**Data extract**
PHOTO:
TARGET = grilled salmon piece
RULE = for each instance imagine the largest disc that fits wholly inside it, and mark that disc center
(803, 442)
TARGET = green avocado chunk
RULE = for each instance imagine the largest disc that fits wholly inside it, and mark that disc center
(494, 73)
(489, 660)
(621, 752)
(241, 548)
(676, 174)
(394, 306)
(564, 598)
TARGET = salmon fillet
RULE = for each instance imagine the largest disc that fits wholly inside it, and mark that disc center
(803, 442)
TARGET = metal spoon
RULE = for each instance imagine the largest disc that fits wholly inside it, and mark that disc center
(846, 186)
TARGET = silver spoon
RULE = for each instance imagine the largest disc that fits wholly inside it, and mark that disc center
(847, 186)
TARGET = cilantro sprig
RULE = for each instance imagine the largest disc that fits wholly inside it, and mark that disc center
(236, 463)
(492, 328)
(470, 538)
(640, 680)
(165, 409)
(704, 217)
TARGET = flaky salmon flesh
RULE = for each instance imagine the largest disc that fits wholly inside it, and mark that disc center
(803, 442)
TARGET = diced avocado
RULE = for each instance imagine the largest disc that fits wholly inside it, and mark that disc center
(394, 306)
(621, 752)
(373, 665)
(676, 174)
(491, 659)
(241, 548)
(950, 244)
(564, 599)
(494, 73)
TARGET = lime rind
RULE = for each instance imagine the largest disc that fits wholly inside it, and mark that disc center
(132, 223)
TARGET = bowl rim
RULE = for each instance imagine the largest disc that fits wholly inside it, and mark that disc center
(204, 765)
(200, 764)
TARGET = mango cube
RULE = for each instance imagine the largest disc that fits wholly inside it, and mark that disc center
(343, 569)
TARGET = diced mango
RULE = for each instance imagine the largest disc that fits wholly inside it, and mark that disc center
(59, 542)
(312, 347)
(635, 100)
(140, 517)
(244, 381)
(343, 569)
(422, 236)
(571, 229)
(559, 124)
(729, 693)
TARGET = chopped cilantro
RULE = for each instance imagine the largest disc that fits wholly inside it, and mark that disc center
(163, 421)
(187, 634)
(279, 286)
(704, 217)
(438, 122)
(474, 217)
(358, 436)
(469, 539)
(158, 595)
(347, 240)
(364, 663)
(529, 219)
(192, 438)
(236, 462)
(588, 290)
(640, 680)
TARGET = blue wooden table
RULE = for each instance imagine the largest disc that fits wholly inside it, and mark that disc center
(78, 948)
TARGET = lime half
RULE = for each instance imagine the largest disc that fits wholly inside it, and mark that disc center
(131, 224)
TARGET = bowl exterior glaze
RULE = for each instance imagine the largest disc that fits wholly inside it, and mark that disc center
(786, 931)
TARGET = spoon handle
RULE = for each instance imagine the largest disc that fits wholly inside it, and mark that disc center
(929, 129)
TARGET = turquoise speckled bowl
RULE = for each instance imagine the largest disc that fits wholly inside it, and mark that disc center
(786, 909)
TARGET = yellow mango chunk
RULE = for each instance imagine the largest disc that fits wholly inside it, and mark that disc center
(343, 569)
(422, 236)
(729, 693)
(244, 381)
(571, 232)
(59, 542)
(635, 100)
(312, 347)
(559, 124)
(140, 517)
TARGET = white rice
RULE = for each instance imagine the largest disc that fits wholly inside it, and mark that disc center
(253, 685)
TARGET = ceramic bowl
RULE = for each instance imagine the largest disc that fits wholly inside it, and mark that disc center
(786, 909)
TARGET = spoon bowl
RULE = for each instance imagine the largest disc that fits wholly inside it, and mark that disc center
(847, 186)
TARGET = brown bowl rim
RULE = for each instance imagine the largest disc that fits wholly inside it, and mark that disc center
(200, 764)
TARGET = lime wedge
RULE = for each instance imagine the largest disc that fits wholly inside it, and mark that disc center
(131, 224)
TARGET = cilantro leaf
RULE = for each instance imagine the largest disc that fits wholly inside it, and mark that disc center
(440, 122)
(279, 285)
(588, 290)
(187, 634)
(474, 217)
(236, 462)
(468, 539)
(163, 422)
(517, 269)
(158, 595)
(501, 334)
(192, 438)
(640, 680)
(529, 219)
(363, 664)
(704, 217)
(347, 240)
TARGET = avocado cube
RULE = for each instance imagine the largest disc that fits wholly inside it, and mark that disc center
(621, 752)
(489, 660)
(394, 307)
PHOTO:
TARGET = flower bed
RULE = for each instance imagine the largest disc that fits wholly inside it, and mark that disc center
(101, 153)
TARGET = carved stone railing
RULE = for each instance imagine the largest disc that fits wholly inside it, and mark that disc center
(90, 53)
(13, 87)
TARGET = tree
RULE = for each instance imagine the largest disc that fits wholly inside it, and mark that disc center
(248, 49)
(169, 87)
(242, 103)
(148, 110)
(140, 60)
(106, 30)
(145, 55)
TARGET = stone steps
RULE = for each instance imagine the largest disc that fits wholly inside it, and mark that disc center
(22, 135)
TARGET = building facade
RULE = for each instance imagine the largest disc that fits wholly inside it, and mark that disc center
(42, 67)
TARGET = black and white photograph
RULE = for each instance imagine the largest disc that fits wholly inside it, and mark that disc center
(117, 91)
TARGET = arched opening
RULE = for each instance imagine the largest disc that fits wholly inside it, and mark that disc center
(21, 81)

**Given instruction**
Revise the part of the material that opens with the line containing "TARGET = carved stone railing" and runs to the end, replacing "stone" with "marble" and leaving everything else unchanged. Give back only those lines.

**Task answer**
TARGET = carved marble railing
RULE = for each instance imagine the largest disc that fits wholly inside it, and mark that disc center
(90, 53)
(13, 87)
TARGET = tree
RULE = for each instance imagine the largest disc that fits wholly inside it, and mark that disc center
(248, 49)
(169, 87)
(242, 103)
(148, 110)
(140, 60)
(106, 30)
(145, 55)
TARGET = marble steps
RULE = for each instance imagine the largest disc that fits wholly inside it, and mark that disc center
(22, 135)
TARGET = building facade
RULE = for each instance imagine the largest disc that fits wholly inside it, and mark that disc center
(42, 67)
TARGET = black and white photograph
RULE = for each instance imagine the largest disc that fits wholly inside it, and mark that disc center
(117, 91)
TARGET = arched opening
RULE = for each instance imagine the largest disc that fits wholly inside it, and mark that disc center
(21, 81)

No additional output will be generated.